Text segment START

Voters care about affordable housing but 2020 debates have ignored the issue
Eric Burmeister, Lauren Johnson and Diane Yentel , Guest columnists
Published 2:55 p.m. CT Aug. 12, 2019/ Des Moines Register, Part of the USA Today Network.
Iowans, your voice matters on the issue of housing affordability! All across the state, our families and neighbors struggle to find safe, stable and affordable homes. Too many cannot afford to keep roofs over their heads and are spending most of their income on rent, leaving little for other necessities like groceries, medicines, and child care. Policymakers must act to address this crisis; Iowans want our elected officials to make bold investments in affordable homes.
Our Homes, Our Votes, Our Iowa, a partnership between the National Low Income Housing Coalition (NLIHC) and the Polk County Housing Trust Fund, is working to raise the profile of affordable housing in Iowa and in the 2020 presidential elections. We are hosting a series of non-partisan candidate town halls and conversations throughout Iowa on affordable housing and the needs of our lowest-income residents.

Text segment END
Dataset entries START

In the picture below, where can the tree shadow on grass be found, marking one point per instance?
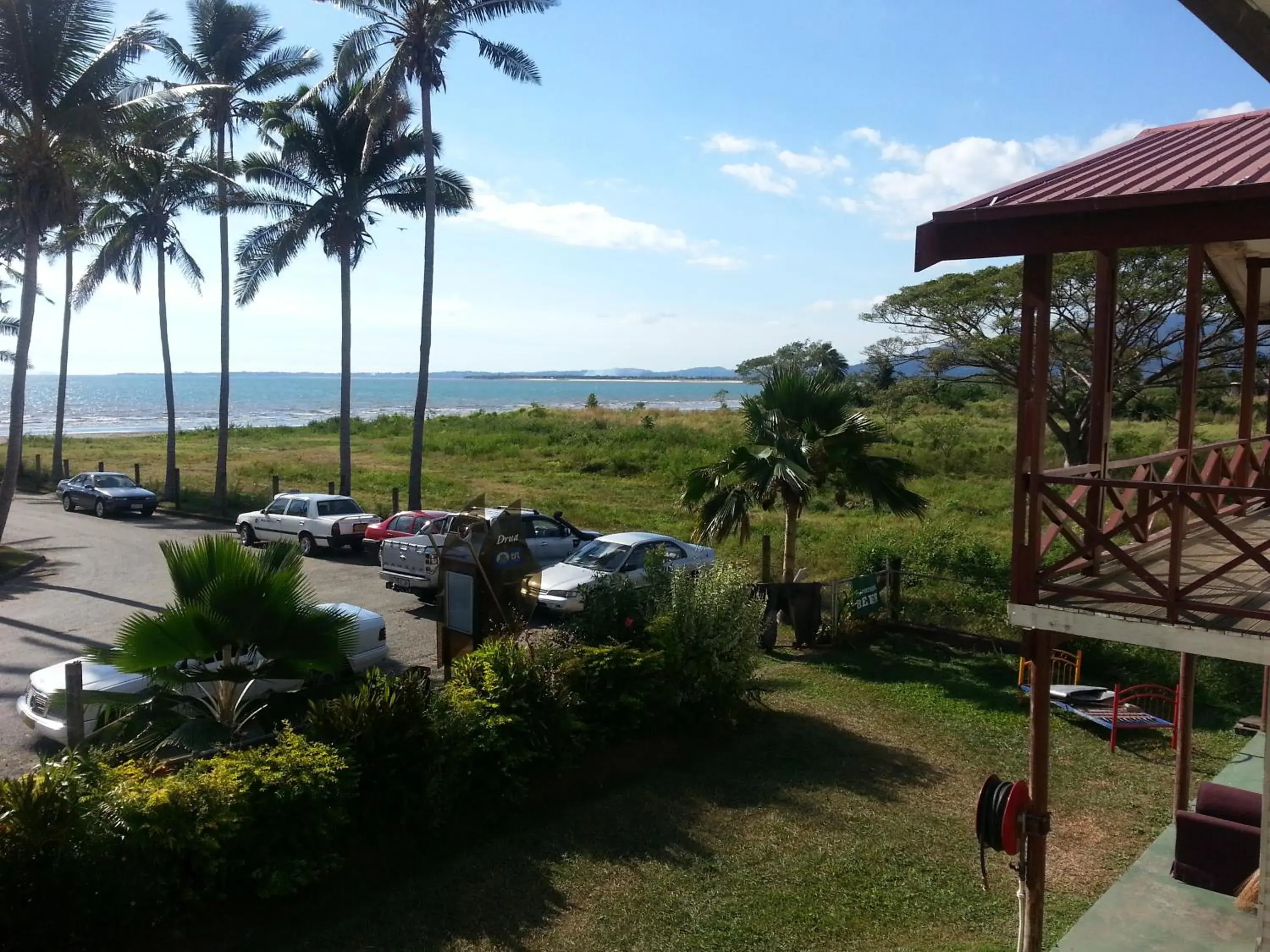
(494, 884)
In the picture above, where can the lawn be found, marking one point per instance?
(837, 815)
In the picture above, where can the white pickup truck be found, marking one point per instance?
(310, 520)
(413, 563)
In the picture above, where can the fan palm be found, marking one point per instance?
(144, 190)
(240, 617)
(802, 435)
(235, 56)
(324, 182)
(64, 73)
(407, 42)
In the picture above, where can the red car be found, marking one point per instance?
(402, 525)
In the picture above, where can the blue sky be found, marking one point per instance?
(696, 182)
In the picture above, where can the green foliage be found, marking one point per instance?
(708, 630)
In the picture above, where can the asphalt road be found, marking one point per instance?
(99, 572)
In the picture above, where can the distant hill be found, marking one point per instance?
(638, 372)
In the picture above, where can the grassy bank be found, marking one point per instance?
(836, 817)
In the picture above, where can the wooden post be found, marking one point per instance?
(74, 704)
(1038, 784)
(1185, 714)
(1105, 267)
(895, 567)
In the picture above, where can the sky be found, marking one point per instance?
(695, 183)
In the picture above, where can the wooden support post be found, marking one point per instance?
(1105, 278)
(895, 578)
(74, 674)
(1185, 723)
(1038, 786)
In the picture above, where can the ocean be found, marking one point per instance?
(134, 403)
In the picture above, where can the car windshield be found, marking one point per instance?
(338, 507)
(115, 483)
(601, 556)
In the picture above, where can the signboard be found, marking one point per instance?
(865, 598)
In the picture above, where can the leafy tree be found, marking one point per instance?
(144, 188)
(318, 184)
(64, 75)
(234, 55)
(240, 617)
(972, 322)
(802, 435)
(811, 356)
(407, 42)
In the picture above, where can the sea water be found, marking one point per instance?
(134, 403)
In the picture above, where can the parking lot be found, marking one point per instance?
(99, 572)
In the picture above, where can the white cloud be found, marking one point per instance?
(842, 204)
(723, 263)
(814, 163)
(762, 178)
(1245, 107)
(727, 143)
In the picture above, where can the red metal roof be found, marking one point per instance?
(1208, 154)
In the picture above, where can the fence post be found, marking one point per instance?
(74, 705)
(895, 564)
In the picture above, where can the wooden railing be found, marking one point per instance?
(1136, 518)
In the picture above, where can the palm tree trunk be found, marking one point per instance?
(790, 542)
(18, 395)
(171, 478)
(61, 372)
(346, 371)
(223, 422)
(430, 245)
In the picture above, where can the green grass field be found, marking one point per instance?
(837, 815)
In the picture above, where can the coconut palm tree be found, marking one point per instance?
(144, 188)
(243, 616)
(324, 182)
(407, 42)
(64, 73)
(234, 55)
(802, 435)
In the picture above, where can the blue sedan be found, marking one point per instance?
(106, 493)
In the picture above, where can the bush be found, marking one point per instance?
(616, 692)
(387, 726)
(708, 630)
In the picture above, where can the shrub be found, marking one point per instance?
(388, 728)
(616, 692)
(708, 630)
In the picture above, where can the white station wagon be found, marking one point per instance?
(39, 705)
(310, 520)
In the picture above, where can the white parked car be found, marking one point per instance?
(560, 588)
(40, 710)
(310, 520)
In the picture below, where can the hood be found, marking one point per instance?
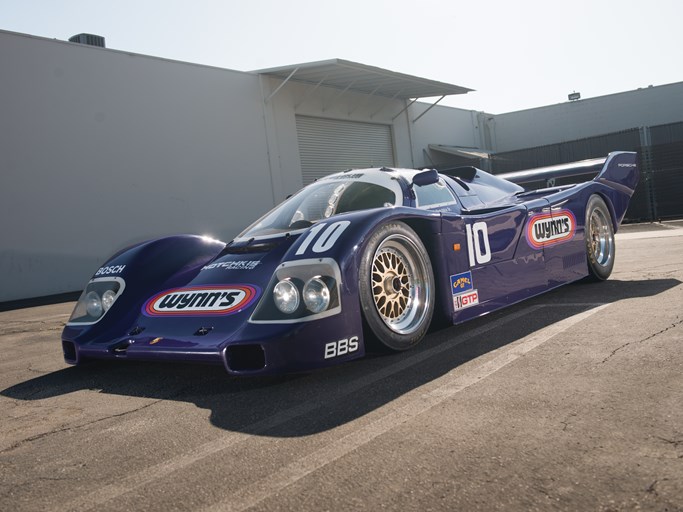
(213, 304)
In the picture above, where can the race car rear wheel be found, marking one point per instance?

Dataset entries END

| Exercise description |
From the affordable housing column, write out the passage between "Voters care about" and "in affordable homes.", inclusive.

| Exercise solution |
Voters care about affordable housing but 2020 debates have ignored the issue
Eric Burmeister, Lauren Johnson and Diane Yentel , Guest columnists
Published 2:55 p.m. CT Aug. 12, 2019/ Des Moines Register, Part of the USA Today Network.
Iowans, your voice matters on the issue of housing affordability! All across the state, our families and neighbors struggle to find safe, stable and affordable homes. Too many cannot afford to keep roofs over their heads and are spending most of their income on rent, leaving little for other necessities like groceries, medicines, and child care. Policymakers must act to address this crisis; Iowans want our elected officials to make bold investments in affordable homes.